## [Passage given]
-- START --
When to read this
You receive invoices in currencies other than your base currency (you bill in EUR but get an AWS invoice in USD), and you want to know how the conversion works, where the rates come from, and whether the converted amounts are defensible for tax purposes. Or you're trying to reconcile a bank transaction in your local currency against an invoice in a foreign one. This article covers both.
For the broader extraction story (what's extracted, confidence scores, corrections), see what the AI reads, and how to correct it. For year-end exports that include multi-currency data, see export your records for year-end.
How conversion works
When a document is extracted and the AI detects a currency that isn't your base currency, three things happen automatically:
- Currency detection. The AI reads the currency from the invoice — typically the printed currency code (USD, GBP, CHF, JPY) or symbol (
$,£,Fr.,¥). Some invoices state currency only in the line items ("$ 100.00" repeated); others state it explicitly ("Amount: 100.00 USD"). The detection works either way. - Rate selection. If the receipt itself shows the actual charged rate — common on Stripe, Wise, Revolut, and PayPal receipts and on card statements — that rate wins, because it's what you really paid. Otherwise the pipeline fetches the European Central Bank's reference rate for the invoice date (not the upload date — see below). ECB historical data reaches back to 1999, and for weekends and ECB non-business days the most recent published rate is used.
- Storage. Both numbers are stored: original net/VAT/gross in the invoice currency, converted net/VAT/gross in your base currency, the exact rate used (e.g.
EUR/USD = 1.0823), the rate date, and the source (receipt / ECB / manual). Converted amounts are derived so net + VAT always equals gross to the cent.
Both numbers display on the invoice detail. Both go into the CSV exports (which carry Currency, Base Currency, Exchange Rate, Rate Source, Rate Date, and the base-currency amounts as columns). Connected tax advisors see both.
Where the rates come from
The default reference is the ECB daily reference rates — the official rates published by the European Central Bank each business day around 16:00 CET. The same source is used by most EU tax authorities for converting foreign-currency transactions for tax reporting. Using ECB rates makes your conversions defensible without further justification.
-- END --
Stored dataset lines:
-- START --
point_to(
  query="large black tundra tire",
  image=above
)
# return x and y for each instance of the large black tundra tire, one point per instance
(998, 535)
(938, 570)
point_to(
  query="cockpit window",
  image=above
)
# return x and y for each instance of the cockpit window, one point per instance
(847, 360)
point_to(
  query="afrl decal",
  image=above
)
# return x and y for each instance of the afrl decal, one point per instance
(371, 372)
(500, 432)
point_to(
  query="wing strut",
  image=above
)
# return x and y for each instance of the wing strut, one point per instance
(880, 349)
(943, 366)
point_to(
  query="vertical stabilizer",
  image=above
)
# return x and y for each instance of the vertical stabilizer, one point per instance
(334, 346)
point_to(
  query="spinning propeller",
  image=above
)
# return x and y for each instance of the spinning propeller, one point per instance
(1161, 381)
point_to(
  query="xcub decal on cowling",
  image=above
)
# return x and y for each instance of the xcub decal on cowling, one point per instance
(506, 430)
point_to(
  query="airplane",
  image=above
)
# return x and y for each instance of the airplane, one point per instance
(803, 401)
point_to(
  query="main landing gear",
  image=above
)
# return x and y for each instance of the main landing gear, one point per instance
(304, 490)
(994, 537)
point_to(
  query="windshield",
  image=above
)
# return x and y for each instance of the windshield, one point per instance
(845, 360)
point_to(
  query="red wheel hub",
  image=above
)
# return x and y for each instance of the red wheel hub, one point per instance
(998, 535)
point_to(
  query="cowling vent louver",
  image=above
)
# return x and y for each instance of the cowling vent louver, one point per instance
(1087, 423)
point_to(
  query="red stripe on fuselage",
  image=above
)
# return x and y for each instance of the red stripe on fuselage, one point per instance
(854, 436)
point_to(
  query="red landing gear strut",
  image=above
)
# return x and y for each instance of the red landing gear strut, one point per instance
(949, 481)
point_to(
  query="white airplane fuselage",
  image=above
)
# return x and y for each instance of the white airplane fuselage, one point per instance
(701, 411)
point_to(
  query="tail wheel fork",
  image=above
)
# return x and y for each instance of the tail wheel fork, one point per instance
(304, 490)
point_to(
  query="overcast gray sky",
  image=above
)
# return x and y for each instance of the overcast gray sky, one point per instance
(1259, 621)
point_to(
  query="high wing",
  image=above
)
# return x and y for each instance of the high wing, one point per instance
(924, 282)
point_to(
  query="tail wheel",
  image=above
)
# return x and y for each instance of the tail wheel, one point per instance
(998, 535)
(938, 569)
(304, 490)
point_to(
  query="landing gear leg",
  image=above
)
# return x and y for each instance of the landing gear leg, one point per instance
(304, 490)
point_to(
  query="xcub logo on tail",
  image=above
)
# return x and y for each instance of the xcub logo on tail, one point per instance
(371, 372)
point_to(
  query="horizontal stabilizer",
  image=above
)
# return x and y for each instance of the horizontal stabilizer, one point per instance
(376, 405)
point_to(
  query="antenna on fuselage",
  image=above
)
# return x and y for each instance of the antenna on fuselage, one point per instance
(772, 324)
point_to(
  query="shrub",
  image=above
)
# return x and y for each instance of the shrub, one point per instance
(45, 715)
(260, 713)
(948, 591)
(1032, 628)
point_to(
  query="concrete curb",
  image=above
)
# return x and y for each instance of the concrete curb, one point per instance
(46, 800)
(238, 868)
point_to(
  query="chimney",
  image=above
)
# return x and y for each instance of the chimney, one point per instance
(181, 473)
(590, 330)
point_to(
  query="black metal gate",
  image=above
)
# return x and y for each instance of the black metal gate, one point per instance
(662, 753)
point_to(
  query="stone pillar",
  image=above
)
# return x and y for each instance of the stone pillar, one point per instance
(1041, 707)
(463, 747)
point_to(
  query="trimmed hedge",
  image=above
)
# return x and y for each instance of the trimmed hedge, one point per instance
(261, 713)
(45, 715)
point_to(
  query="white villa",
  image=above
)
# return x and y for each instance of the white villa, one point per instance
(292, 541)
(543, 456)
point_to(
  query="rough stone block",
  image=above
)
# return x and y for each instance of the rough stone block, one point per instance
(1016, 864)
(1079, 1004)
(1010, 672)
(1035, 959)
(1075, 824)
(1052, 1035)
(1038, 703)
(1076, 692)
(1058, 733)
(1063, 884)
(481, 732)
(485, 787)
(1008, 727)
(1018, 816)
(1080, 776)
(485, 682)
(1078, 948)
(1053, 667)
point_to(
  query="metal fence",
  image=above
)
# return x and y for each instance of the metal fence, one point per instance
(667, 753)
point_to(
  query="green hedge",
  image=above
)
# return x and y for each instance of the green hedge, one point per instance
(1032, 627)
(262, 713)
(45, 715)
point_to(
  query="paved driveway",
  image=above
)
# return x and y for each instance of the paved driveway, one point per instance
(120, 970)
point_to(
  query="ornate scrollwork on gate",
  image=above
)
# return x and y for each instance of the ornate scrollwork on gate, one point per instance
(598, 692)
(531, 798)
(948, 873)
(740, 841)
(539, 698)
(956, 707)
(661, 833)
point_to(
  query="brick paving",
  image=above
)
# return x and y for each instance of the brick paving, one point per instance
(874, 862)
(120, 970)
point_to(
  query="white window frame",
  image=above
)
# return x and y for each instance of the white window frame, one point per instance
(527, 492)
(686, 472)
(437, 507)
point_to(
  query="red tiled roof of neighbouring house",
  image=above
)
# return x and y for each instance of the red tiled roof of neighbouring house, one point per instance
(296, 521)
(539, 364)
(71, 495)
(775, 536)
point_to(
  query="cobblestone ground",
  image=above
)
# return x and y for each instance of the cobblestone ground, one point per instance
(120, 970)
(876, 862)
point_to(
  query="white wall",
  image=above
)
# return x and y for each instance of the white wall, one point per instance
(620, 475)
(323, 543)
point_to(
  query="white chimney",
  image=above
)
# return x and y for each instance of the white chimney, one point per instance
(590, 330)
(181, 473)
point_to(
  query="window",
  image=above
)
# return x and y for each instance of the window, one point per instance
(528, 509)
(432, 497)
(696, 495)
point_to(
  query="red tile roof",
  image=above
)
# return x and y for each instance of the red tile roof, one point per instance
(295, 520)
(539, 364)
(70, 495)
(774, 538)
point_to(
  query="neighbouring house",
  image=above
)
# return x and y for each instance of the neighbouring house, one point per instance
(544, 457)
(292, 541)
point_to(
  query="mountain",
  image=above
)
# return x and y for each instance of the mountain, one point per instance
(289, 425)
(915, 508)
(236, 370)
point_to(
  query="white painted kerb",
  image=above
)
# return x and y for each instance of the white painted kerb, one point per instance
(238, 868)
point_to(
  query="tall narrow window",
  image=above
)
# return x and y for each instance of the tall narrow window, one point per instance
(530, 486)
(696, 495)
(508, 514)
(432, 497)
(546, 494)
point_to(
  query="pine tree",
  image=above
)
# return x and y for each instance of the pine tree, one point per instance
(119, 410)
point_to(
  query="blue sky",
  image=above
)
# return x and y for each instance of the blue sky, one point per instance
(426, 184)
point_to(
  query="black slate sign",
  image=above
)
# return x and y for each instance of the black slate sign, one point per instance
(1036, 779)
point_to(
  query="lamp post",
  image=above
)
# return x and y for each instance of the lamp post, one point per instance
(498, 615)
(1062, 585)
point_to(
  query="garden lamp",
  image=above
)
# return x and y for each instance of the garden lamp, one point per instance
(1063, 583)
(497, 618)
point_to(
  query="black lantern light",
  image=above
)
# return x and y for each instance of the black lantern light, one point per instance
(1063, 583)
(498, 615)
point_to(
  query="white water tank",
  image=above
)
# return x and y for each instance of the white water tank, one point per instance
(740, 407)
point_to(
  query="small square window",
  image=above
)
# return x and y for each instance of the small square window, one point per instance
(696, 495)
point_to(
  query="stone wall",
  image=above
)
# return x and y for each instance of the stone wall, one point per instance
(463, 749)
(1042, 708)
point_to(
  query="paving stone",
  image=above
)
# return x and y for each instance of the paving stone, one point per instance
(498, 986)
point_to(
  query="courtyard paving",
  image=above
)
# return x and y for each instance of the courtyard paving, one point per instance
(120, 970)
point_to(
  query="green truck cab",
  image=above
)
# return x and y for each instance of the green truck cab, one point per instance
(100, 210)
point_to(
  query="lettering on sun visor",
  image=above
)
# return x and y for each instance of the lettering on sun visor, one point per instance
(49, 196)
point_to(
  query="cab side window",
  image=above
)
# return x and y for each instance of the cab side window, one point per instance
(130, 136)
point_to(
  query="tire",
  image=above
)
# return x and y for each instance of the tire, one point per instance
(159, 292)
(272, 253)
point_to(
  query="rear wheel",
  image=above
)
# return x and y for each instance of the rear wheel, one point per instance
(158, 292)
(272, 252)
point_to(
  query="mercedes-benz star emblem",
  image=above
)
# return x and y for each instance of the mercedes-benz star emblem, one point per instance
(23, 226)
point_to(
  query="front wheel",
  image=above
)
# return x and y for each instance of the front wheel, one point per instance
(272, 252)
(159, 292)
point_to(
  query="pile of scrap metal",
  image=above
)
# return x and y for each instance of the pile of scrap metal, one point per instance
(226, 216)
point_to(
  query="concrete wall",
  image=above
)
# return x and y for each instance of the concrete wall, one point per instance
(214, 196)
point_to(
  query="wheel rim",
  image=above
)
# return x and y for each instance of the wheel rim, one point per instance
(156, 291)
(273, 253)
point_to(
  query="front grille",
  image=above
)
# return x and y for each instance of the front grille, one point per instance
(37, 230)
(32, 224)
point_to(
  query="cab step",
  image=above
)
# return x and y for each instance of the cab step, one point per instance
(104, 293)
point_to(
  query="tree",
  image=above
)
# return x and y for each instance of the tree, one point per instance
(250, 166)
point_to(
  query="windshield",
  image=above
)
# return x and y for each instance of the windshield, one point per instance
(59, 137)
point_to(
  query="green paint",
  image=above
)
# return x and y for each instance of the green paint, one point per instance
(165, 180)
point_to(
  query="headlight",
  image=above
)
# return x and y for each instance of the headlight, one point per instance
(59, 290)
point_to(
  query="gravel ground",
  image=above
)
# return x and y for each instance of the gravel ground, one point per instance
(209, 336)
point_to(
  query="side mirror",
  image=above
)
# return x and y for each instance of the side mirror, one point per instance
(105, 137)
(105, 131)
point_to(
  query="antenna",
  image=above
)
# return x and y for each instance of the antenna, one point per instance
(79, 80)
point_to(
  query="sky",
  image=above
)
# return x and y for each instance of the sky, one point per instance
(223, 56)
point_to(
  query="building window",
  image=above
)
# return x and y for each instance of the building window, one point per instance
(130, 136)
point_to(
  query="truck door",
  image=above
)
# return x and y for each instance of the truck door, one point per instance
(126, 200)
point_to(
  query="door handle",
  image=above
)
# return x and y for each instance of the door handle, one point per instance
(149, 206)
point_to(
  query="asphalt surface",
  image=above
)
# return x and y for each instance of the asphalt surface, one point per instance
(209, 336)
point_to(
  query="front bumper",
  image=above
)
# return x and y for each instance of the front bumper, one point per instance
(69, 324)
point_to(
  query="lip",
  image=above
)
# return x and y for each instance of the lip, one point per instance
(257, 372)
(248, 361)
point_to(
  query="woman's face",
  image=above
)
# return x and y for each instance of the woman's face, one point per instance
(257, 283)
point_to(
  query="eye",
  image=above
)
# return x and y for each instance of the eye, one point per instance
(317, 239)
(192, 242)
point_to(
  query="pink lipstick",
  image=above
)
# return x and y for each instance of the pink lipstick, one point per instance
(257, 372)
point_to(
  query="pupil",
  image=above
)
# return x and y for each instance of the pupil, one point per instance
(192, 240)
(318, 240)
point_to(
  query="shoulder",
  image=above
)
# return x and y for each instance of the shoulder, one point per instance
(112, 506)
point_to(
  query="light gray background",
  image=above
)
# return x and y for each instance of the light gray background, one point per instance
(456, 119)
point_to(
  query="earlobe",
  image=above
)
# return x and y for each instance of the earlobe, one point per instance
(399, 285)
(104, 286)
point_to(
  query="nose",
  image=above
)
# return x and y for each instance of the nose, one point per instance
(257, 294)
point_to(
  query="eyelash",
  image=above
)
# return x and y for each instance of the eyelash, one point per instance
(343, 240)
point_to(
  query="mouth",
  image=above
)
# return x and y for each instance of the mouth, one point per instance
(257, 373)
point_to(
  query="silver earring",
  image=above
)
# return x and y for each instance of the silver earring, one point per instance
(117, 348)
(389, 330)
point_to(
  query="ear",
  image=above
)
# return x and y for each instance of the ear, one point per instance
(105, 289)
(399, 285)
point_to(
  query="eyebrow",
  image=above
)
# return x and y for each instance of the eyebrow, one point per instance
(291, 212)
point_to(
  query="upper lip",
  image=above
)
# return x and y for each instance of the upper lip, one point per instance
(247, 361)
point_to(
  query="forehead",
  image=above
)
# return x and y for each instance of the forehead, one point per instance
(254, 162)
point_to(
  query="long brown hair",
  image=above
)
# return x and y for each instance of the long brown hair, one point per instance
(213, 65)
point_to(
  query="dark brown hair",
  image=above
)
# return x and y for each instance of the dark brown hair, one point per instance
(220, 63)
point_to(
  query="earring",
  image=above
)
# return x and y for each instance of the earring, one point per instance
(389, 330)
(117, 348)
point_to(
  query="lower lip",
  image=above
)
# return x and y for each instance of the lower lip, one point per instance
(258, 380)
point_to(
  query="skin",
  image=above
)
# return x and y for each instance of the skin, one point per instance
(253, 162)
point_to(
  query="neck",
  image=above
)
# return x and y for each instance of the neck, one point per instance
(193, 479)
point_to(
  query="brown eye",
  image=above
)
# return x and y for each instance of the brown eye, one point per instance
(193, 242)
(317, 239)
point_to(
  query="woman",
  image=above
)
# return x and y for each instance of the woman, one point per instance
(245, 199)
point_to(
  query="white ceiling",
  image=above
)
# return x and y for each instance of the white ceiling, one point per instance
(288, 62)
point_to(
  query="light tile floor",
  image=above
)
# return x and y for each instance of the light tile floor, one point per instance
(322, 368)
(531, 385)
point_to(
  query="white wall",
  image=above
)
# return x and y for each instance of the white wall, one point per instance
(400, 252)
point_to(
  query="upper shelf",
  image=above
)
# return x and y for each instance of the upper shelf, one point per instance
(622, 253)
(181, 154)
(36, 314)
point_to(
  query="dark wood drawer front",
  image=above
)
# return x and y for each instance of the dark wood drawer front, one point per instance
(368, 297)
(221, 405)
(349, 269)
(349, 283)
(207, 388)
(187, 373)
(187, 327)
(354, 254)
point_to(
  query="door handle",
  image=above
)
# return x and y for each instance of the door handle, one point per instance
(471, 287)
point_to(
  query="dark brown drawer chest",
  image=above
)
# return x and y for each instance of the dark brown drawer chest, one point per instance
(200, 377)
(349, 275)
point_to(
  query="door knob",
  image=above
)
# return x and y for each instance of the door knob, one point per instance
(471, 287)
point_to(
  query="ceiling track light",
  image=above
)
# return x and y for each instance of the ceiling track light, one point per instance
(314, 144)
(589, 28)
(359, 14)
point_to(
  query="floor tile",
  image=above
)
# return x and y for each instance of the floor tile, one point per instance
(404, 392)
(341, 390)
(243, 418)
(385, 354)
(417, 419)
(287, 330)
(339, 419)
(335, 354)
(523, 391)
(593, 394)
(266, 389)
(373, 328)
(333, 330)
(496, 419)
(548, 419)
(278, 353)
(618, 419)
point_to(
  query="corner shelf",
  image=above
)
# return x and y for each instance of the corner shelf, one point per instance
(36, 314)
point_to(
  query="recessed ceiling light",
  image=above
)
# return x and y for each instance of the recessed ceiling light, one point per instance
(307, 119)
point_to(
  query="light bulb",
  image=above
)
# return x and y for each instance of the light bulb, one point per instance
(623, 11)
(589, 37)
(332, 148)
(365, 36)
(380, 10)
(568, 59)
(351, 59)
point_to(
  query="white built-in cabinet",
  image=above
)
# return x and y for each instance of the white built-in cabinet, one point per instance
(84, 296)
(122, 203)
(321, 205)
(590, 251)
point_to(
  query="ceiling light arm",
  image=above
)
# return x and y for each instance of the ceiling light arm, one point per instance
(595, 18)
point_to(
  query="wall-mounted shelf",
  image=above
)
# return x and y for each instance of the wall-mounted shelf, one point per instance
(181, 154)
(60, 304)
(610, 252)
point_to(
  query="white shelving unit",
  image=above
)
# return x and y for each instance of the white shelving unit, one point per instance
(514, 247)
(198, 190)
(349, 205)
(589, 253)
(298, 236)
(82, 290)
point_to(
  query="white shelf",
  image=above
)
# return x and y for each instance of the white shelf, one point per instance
-- END --
## [Problems to work on]
(1) Can you reproduce the part of the currency conversion article that begins at "When to read" and stops after "records for year-end."?
(2) How does the currency conversion article go on? Write what follows its last sentence.

## [Exercise answers]
(1)
When to read this
You receive invoices in currencies other than your base currency (you bill in EUR but get an AWS invoice in USD), and you want to know how the conversion works, where the rates come from, and whether the converted amounts are defensible for tax purposes. Or you're trying to reconcile a bank transaction in your local currency against an invoice in a foreign one. This article covers both.
For the broader extraction story (what's extracted, confidence scores, corrections), see what the AI reads, and how to correct it. For year-end exports that include multi-currency data, see export your records for year-end.

(2)
The one thing that beats the ECB rate: the rate printed on the receipt itself. When the document shows the actual conversion you were charged at (Stripe, Wise, Revolut, PayPal, card statements), that rate is used — it reflects what really left your account. The source stored with the invoice tells you which rate was applied.
For currencies without an ECB reference rate (exotic emerging-market currencies, cryptocurrencies), you supply the rate yourself; the manual source is recorded so it stays distinguishable from ECB rates.
What gets stored per multi-currency invoice
For each multi-currency document, the data model includes:
- Original net, VAT amount, VAT rate, gross — in the invoice currency
- Converted net, VAT amount, gross — in your base currency
- Rate used — e.g.
EUR/USD: 1.0823 - Rate date — which date the rate belongs to (normally the invoice date)
- Rate source — receipt rate, ECB, or manual
The invoice CSV export includes all of these as columns, so spreadsheets show the converted figures directly; tax filings typically use the base-currency converted amount as the reported figure.
Conversion-date semantics
The rate used is the rate for the invoice date, not for the upload date. This is the convention most EU tax authorities expect.
Concrete example: you receive an invoice dated 2026-03-15 in USD and upload it two months later, on 2026-05-21. We use the EUR/USD rate from 2026-03-15, not from 2026-05-21. The conversion reflects what the invoice was worth at the time it was issued, not at the time you got around to uploading it.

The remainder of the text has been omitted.